▸ **Short exercise**: Pick out every line in the items below that contains the word "foliage", and copy each of those lines. Match the word's case exactly.

▸ **Input for this task**:
========================================
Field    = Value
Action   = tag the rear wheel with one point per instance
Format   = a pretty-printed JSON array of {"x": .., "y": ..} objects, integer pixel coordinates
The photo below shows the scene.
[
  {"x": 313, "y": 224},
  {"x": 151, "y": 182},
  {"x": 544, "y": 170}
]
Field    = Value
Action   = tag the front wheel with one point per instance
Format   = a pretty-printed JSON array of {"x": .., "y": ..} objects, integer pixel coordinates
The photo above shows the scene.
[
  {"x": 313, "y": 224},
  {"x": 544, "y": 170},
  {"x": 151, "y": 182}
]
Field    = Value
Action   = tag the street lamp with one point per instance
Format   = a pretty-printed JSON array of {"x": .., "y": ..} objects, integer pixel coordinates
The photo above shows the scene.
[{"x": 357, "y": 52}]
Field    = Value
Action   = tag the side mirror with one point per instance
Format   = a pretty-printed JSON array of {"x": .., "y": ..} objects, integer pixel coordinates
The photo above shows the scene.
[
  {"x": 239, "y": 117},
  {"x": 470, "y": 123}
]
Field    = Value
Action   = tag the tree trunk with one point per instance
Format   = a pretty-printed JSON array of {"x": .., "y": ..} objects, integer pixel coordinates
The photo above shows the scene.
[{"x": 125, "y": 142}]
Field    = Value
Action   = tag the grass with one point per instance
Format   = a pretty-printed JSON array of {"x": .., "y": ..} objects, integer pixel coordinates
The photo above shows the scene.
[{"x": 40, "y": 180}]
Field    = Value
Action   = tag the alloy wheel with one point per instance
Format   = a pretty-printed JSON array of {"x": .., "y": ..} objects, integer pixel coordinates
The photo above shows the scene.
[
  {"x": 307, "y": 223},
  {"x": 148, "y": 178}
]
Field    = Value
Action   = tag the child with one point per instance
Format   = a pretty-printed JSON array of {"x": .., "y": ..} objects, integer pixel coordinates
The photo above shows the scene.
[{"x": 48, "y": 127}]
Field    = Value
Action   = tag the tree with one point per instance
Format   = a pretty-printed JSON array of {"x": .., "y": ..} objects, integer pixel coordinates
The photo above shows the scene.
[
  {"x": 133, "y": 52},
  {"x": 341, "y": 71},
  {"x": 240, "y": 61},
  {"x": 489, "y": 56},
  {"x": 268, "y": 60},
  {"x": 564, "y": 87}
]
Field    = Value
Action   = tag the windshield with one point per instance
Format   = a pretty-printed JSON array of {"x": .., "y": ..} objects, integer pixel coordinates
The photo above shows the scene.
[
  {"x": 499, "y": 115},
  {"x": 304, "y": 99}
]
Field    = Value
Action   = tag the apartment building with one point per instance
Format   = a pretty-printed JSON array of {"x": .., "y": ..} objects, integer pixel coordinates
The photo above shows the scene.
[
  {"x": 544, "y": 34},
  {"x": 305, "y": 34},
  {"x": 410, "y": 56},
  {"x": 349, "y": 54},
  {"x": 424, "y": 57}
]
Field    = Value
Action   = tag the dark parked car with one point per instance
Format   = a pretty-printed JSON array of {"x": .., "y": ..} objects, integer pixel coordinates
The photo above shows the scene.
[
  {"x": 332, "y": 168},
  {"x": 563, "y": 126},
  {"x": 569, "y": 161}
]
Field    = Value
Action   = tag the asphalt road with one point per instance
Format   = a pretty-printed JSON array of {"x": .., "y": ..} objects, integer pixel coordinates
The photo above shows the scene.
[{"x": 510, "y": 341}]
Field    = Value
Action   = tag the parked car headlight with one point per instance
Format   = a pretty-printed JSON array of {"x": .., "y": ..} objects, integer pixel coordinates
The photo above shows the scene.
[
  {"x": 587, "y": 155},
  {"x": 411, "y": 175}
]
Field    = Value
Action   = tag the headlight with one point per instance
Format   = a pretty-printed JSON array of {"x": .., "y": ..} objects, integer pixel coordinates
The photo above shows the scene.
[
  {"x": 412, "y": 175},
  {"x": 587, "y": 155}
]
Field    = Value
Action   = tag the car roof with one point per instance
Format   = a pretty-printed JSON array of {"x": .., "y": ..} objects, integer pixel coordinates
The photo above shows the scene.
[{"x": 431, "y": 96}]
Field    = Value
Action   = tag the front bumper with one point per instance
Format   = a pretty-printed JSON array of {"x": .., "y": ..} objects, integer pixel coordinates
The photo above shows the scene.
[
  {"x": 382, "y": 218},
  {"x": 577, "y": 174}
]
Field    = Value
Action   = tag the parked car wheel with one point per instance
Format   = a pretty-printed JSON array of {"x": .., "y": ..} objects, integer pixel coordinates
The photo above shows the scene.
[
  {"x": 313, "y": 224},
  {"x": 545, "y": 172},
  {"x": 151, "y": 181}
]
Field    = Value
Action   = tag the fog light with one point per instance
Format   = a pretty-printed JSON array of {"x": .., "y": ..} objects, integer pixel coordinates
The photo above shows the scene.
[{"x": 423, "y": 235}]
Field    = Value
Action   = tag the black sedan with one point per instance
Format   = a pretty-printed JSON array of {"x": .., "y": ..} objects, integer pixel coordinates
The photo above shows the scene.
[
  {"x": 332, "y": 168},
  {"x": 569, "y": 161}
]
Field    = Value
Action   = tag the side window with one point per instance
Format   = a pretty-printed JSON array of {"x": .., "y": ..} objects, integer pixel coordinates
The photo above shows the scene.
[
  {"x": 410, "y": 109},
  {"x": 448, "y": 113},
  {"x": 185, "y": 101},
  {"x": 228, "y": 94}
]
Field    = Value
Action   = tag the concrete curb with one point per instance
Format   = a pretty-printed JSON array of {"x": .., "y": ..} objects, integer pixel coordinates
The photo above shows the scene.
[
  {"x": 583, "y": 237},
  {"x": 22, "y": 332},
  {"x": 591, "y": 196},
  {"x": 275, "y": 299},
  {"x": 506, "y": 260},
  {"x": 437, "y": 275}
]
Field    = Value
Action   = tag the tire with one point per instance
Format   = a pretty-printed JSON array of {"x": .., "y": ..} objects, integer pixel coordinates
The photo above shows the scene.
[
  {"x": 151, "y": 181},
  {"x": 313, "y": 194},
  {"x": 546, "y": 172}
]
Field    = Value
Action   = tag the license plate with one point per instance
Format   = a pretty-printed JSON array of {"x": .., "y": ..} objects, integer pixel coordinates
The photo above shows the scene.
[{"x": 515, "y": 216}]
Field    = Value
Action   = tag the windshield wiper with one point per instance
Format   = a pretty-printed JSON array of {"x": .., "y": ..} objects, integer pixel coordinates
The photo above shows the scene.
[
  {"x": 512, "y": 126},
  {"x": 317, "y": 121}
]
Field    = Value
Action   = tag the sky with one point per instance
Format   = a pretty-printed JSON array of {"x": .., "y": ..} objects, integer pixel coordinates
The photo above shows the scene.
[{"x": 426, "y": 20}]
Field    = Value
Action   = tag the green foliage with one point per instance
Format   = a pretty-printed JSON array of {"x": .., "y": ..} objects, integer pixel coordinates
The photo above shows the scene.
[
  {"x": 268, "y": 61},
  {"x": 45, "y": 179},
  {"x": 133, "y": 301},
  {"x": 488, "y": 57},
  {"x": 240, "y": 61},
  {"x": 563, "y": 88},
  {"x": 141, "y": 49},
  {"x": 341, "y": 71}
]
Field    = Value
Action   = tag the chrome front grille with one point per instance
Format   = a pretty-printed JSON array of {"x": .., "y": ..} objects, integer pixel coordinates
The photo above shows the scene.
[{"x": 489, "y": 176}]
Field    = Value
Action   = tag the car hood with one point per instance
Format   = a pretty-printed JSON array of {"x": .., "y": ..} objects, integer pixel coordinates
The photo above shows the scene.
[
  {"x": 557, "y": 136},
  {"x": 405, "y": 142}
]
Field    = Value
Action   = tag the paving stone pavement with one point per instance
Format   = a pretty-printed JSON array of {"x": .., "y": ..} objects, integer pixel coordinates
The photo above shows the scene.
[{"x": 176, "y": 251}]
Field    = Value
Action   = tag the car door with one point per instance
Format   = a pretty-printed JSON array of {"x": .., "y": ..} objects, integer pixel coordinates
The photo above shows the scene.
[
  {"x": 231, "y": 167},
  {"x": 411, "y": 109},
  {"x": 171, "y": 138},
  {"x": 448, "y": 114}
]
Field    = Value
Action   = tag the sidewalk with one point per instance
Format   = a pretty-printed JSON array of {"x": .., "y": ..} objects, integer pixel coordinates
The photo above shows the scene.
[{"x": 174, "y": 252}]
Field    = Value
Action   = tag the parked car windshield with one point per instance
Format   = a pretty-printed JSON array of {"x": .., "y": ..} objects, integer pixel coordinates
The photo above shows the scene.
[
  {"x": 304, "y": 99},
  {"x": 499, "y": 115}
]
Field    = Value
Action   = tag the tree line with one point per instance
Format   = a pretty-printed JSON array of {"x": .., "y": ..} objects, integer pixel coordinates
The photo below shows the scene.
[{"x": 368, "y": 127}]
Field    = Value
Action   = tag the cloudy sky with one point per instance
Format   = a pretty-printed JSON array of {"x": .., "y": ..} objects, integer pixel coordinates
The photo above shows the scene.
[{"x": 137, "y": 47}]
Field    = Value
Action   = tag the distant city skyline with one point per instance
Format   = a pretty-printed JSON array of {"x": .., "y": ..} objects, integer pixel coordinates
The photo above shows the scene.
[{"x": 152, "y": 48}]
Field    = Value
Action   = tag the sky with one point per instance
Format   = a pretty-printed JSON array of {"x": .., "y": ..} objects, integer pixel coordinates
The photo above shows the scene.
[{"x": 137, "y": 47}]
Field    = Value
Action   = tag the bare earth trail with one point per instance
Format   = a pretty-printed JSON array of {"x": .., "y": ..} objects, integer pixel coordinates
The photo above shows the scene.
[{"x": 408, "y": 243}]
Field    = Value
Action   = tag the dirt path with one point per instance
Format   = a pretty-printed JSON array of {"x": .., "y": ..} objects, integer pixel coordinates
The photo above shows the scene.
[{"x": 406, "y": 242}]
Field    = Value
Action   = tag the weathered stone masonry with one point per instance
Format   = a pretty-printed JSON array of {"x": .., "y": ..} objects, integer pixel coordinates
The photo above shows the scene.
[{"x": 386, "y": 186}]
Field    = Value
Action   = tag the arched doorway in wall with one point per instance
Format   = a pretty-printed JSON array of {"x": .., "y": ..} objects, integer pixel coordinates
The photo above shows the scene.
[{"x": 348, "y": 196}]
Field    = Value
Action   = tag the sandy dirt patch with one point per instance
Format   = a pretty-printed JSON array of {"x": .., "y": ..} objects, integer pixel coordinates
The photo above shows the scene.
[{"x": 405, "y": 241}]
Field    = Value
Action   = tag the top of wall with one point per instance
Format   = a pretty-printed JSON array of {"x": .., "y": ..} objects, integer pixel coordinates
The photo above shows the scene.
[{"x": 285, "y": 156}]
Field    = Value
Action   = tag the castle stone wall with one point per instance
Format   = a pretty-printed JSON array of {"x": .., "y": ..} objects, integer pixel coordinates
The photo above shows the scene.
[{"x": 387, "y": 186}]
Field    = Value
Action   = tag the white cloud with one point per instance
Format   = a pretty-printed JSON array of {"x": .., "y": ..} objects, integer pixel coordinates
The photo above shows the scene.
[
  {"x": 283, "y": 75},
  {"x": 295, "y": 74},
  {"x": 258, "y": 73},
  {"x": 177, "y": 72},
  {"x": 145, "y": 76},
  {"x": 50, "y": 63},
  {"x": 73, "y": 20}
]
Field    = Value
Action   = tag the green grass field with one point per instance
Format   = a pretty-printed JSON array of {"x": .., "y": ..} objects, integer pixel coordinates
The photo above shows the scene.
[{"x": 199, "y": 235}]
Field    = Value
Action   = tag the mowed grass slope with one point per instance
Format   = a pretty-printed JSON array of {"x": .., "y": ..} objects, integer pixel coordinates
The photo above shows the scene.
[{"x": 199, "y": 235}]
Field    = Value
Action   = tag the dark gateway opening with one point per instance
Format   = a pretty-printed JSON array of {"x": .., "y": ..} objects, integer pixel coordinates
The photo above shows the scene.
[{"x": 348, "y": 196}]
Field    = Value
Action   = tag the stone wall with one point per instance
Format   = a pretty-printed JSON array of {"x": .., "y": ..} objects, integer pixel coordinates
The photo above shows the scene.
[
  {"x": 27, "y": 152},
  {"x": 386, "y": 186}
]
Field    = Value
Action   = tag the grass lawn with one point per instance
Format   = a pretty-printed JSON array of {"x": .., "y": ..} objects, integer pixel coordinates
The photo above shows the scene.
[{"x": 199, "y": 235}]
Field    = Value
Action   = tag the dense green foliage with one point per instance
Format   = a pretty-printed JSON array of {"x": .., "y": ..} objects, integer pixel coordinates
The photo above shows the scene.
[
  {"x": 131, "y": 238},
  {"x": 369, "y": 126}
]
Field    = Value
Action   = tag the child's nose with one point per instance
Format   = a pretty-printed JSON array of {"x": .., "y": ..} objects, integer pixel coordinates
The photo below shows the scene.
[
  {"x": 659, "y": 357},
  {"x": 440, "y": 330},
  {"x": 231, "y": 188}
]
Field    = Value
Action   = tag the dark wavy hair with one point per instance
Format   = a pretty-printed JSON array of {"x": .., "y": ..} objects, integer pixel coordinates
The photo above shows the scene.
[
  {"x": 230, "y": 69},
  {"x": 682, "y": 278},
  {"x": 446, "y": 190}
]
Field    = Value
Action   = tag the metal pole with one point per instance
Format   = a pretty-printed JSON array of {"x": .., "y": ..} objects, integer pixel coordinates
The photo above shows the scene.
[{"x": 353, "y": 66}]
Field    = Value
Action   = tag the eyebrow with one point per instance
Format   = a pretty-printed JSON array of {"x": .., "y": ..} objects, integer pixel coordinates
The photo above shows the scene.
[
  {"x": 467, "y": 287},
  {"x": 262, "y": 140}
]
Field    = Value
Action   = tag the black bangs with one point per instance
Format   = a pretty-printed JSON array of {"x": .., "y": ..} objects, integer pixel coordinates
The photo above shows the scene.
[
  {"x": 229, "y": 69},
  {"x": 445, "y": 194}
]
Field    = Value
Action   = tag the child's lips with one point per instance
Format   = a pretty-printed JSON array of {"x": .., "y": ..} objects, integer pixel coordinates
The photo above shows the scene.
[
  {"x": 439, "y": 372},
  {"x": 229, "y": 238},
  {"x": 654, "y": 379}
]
========================================
▸ **The response**:
Action   = tag the green foliage with one point per instance
Action   = tag the dense green foliage with one point per instance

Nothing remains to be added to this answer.